● **SUPPLIED RECORDS**
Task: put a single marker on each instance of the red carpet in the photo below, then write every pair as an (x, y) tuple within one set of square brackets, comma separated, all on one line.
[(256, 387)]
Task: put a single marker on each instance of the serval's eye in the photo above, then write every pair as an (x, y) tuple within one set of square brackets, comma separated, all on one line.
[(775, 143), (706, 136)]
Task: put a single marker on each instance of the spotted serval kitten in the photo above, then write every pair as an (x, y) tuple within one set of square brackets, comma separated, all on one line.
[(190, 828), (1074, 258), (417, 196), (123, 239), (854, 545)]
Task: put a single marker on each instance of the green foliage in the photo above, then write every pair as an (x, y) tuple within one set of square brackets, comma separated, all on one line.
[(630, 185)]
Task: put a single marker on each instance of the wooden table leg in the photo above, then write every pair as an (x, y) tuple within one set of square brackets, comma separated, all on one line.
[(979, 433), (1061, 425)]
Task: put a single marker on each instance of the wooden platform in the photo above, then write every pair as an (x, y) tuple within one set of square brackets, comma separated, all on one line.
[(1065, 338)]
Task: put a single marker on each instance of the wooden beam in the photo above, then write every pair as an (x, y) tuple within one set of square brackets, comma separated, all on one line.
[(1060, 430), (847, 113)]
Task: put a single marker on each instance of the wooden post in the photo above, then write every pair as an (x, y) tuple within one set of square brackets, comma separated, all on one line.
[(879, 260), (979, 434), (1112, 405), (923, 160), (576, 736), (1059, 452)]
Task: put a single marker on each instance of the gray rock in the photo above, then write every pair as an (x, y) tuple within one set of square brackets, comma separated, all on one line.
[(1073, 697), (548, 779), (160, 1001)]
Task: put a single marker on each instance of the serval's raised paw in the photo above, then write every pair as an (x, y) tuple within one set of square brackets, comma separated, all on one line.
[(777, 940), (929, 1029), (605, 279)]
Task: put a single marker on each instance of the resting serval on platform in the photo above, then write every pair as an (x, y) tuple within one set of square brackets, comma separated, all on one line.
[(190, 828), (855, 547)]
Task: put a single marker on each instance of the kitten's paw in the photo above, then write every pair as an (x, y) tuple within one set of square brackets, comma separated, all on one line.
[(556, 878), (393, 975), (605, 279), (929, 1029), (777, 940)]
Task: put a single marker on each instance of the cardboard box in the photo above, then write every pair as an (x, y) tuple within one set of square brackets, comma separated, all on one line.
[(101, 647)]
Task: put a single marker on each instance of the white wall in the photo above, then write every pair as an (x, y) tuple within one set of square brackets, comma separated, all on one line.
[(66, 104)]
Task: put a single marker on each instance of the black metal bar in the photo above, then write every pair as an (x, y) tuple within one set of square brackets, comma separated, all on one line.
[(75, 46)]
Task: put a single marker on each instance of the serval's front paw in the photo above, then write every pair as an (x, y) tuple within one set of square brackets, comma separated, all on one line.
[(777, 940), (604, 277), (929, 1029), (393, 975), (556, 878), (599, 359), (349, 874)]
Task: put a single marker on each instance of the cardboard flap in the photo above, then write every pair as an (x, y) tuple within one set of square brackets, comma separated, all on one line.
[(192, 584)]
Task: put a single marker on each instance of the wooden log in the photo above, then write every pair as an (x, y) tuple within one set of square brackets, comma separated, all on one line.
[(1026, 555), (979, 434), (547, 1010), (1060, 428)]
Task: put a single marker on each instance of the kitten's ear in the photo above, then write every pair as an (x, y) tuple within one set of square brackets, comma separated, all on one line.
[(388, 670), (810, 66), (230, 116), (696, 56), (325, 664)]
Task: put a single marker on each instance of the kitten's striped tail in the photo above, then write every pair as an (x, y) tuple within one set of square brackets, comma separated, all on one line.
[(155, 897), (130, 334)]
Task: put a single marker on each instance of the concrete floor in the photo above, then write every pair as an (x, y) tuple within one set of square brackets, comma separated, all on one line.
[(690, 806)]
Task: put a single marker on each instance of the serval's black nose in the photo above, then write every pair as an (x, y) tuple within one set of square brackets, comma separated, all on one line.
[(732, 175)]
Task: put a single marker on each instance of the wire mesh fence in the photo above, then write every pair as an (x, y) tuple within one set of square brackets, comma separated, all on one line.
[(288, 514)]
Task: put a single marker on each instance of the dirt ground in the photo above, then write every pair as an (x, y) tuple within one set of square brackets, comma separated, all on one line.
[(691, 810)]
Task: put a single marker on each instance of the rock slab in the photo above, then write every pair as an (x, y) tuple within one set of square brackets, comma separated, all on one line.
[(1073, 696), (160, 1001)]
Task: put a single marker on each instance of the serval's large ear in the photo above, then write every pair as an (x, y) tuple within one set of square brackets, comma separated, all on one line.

● **WHAT NEEDS TO BE DONE**
Now repeat the data exactly, keeping every line.

● **ANSWER FOR THE TASK**
Task: put a single marker on each instance of the red carpet in the photo below, then write every pair as an (x, y) tuple within one set of square brackets, comma separated, all on one line.
[(256, 387)]
Task: put a single marker on each instance of the serval's eye in the photo above, then write every pair as an (x, y) tuple within one set of square brackets, comma separated, all on one line.
[(775, 143), (706, 136)]
Task: put a single marker on each instance of the spotted serval kitten in the photo above, then write every pair as an (x, y) tuple within one set of square brackets, comma separated, all on one line.
[(190, 828), (1074, 258), (417, 196), (123, 239), (854, 545)]
Task: put a single marker on each instance of the green foliage in the photo above, then write every pair as an (x, y) tuple within one set of square brackets, comma separated, all on one line.
[(630, 185)]
Task: put a single marker on each instance of the wooden table leg in the photo above, then write every pair as an (x, y) tuple within one set of square brackets, comma separated, all on one line.
[(979, 433), (1061, 425)]
Task: put a single marker on each instance of the wooden platform in the photo above, then write every pair as an (x, y) tuple within one set of square brackets, comma separated, all on one line.
[(1065, 338)]
Task: put a single marker on each instance of the wooden beam in the photo above, then write every pair as an (x, y) tuple within one set of square brackets, comma separated, all on one line.
[(1060, 430), (847, 113)]
Task: put a single marker on each instance of the wooden post in the photo above, then write every pair as an (x, y) tuple within one set of square brackets, comma separated, all on one line.
[(879, 260), (979, 434), (1112, 405), (923, 160), (576, 736), (1059, 452)]
Task: put a single marker on each instance of the gray rock in the photo above, then write every pair as an (x, y) tuple within one set of square brackets, comma separated, all on one line.
[(1073, 697), (548, 779), (160, 1001)]
Task: put a single marker on each instance of the serval's raised paw in the photo above, then write every pair as an (x, y) tuple within one set of square brackets, comma separated, all on one line.
[(777, 940), (929, 1029), (605, 279)]
Task: put a single marker on each instance of the resting serval on platform in the photo above, then write every pair as an (x, y) tuple within one set of square brackets, comma separated, all on one line.
[(190, 828), (855, 547)]
Task: put a single marker on each instance of the kitten's paw in the photo above, then write every pair as an (x, y) tuple within one set of square brackets, comma separated, all on one line.
[(556, 878), (393, 975), (605, 279), (929, 1029), (777, 940)]
Task: put a single marker on each instance of the cardboard box in the photo above, then write every pair as an (x, y) tuple within one set of square brackets, comma separated, all on one line.
[(101, 647)]
Task: put a single marker on each instance of the white wall in the photo above, then write every pair as an (x, y) tuple within one set of square brackets, comma separated, all on one line.
[(66, 104)]
Task: put a single marker on each instance of the black metal bar in the photo above, then write every pair as an (x, y) tuple within one set of square brackets, comma separated, all on one line.
[(75, 46)]
Task: put a single marker on each instance of the serval's front paw in the photo above, then write every pair as an (x, y) tuple within one set of square brackets, comma separated, all on one line.
[(777, 940), (604, 277), (929, 1029), (393, 975), (556, 878), (599, 359), (349, 874)]
Task: put a single marker on each instance of the cardboard flap in the photo above, then write every pair as an (x, y) tuple within one set of square brackets, comma separated, all on one line.
[(192, 584)]
Task: put a single marker on each instance of the wooden log in the photo above, then write every pair as an (x, y) tuple within one set of square brackets, comma separated, all on one line.
[(1026, 555), (979, 434), (547, 1010), (1060, 428)]
Task: put a single marker on each instance of the kitten's ear in the photo above, then write every pair as an (x, y) tuple within one set of square brackets, comma separated, all on one line.
[(388, 670), (810, 66), (230, 116), (696, 56), (325, 664)]
Task: put a single marker on each instance of the kitten's striped tail in the photo above, then write every pair as an (x, y) tuple within one set of square brackets, comma separated, all on one line.
[(155, 897), (130, 334)]
Task: put a single marker on each instance of the concrete floor in the photo above, then write every pair as an (x, y) tuple within one set of square brackets, comma separated, all on one line.
[(690, 806)]
Task: put a single marker on each instance of the serval's black nose in the photo above, then write every pair as an (x, y) tuple within one set of square brackets, comma separated, all on one line.
[(732, 175)]
Task: put a single marker on each instance of the wire mesh fence in the photo above, then write every pair as an (x, y) tuple within one set of square brackets, comma separated, all on one line.
[(288, 514)]
Task: put a single marker on each instance of the dirt ground in the photo above, then write every pair as an (x, y) tuple within one set of square brackets, comma separated, all on one line.
[(691, 810)]
Task: put a single marker on each instance of the rock slab in the photo above, then write every pair as an (x, y) tuple within one set of square brackets, comma separated, all on one line.
[(1073, 696), (160, 1001)]
Task: put a single marker on each instance of the serval's large ear in the photo above, then write every pair as an (x, y) tuple within one set of square brackets, comma separated, all on one line.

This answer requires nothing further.